*Aim of the exercise*
Would you please retype, exactly, the lines of the listing below between the line with "Annotation task — mark the car windshield" and the line with "Annotation task — mark the person standing", inclusive?

*Information given*
^^^^^^^^

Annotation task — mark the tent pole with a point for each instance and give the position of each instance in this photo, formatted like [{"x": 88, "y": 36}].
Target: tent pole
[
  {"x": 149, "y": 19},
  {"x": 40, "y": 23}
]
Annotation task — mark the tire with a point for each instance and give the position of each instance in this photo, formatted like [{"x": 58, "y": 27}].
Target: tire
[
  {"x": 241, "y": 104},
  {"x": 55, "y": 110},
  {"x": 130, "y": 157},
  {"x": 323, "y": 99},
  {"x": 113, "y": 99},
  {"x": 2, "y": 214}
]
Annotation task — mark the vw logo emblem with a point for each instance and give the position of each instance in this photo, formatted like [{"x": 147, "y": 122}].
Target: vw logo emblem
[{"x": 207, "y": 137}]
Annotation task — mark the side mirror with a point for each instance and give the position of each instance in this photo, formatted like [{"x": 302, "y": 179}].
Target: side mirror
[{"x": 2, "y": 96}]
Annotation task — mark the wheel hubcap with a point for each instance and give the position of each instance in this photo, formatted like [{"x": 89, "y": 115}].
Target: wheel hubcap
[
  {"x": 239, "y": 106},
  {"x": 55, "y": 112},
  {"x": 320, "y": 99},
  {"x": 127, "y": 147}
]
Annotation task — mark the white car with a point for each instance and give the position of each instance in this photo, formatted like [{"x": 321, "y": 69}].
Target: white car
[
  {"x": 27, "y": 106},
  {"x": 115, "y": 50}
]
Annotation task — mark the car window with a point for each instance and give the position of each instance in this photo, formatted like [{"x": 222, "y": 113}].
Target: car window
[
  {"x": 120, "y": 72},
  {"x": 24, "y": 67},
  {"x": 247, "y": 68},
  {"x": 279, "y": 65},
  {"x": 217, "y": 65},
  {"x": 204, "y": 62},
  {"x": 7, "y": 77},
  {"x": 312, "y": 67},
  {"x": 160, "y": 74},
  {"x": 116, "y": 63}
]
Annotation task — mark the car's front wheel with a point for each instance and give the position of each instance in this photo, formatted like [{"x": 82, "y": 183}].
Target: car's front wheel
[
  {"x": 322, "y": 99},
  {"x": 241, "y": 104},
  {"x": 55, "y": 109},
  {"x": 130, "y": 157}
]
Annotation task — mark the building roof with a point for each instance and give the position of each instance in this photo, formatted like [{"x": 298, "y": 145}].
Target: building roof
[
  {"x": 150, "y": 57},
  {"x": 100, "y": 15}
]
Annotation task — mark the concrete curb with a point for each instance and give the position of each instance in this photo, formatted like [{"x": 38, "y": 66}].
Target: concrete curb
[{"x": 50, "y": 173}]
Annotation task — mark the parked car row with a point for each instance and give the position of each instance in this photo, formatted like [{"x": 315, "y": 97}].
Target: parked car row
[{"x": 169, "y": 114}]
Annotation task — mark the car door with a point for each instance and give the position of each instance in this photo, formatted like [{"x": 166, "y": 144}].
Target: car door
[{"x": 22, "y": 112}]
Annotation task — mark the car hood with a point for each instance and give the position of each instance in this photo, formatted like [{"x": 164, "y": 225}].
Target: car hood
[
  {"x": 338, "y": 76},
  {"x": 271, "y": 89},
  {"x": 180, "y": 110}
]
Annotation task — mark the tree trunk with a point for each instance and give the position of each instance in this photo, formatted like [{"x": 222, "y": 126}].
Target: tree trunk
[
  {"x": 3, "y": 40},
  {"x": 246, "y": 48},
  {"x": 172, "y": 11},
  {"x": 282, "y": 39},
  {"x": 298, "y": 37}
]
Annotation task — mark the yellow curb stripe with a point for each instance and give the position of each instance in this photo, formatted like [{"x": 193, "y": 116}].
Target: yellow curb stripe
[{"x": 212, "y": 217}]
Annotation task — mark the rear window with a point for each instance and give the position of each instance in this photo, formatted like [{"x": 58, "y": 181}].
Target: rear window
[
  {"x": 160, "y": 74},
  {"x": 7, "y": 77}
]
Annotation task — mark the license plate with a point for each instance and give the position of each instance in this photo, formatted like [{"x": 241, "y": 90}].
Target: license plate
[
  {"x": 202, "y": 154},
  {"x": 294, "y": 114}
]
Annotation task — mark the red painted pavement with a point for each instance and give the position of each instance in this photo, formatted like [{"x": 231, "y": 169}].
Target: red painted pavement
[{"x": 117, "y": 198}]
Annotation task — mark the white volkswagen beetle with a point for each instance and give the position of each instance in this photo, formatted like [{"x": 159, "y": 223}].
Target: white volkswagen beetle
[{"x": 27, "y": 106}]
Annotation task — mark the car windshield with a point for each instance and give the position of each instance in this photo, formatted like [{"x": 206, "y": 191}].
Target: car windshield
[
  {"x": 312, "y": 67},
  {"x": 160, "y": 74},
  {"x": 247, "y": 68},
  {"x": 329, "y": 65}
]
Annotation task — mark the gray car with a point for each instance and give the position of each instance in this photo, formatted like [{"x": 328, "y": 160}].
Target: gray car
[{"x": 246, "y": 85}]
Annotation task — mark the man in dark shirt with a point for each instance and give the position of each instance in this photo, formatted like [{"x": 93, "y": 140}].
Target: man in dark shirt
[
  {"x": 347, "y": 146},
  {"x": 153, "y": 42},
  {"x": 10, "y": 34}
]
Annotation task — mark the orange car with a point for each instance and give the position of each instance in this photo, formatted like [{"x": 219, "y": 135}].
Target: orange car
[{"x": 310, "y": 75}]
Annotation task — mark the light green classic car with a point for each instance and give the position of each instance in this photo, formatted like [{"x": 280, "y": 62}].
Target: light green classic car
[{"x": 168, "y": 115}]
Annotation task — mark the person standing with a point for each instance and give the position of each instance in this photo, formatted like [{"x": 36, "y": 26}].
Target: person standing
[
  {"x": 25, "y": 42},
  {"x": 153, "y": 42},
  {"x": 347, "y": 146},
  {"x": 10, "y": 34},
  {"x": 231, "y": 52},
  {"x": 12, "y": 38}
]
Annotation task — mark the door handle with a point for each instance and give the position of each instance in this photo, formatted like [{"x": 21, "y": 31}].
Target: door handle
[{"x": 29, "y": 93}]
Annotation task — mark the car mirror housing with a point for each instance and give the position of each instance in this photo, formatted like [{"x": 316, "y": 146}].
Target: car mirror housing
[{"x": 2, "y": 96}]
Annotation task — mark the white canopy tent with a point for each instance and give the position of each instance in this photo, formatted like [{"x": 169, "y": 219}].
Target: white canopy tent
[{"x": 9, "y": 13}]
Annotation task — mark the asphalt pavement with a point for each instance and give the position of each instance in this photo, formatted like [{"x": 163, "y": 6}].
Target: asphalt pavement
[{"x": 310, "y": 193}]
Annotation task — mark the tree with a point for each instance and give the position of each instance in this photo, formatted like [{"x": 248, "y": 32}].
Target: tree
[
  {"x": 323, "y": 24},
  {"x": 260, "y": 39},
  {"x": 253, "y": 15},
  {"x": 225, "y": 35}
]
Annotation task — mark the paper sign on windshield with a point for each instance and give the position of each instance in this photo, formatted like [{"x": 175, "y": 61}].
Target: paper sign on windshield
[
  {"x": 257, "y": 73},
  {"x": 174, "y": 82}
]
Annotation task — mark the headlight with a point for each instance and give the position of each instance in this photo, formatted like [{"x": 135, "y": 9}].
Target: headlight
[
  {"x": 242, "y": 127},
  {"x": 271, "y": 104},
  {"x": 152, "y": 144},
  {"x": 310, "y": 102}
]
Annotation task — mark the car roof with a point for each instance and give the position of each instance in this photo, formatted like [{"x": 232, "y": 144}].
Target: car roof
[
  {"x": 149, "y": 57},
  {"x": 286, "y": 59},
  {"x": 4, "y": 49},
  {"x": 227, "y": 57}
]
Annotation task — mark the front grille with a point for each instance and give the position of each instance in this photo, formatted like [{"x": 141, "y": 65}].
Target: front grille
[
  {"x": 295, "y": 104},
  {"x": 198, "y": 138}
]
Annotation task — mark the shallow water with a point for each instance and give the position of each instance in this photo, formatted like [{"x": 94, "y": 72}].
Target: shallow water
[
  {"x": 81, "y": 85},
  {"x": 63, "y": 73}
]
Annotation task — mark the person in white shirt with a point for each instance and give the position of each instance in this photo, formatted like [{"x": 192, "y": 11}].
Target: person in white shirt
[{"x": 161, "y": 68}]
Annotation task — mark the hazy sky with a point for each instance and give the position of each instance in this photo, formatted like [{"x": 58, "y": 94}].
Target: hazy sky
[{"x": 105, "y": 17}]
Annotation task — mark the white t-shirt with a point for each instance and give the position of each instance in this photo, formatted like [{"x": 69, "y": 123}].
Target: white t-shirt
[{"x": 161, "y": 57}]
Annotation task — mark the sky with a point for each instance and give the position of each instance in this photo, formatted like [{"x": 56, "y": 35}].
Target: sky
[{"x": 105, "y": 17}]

^^^^^^^^

*Exercise result*
Annotation task — mark the car windshield with a point for each instance and give the position of each instance in this photo, formatted like [{"x": 206, "y": 191}].
Target: car windshield
[
  {"x": 312, "y": 67},
  {"x": 160, "y": 74},
  {"x": 247, "y": 68},
  {"x": 329, "y": 65}
]
Annotation task — mark the gray car with a point for each instance and give the position of each instance in this photo, formatted like [{"x": 328, "y": 160}].
Target: gray car
[{"x": 246, "y": 85}]
Annotation task — mark the man in dark shirt with a point for each instance and give the position of each instance in this photo, formatted like [{"x": 93, "y": 140}].
Target: man in dark shirt
[
  {"x": 347, "y": 146},
  {"x": 153, "y": 42},
  {"x": 10, "y": 34}
]
Annotation task — mark the orange car with a point for each instance and give the position of each instance in this photo, formatted like [{"x": 219, "y": 135}].
Target: orange car
[{"x": 310, "y": 75}]
Annotation task — mark the light green classic car with a point for each instance and give the position of each instance in this photo, formatted like [{"x": 280, "y": 62}].
Target: light green classic car
[{"x": 168, "y": 115}]
Annotation task — mark the person standing with a point for each instance and give the position of each instance in this photo, formatted like [{"x": 36, "y": 26}].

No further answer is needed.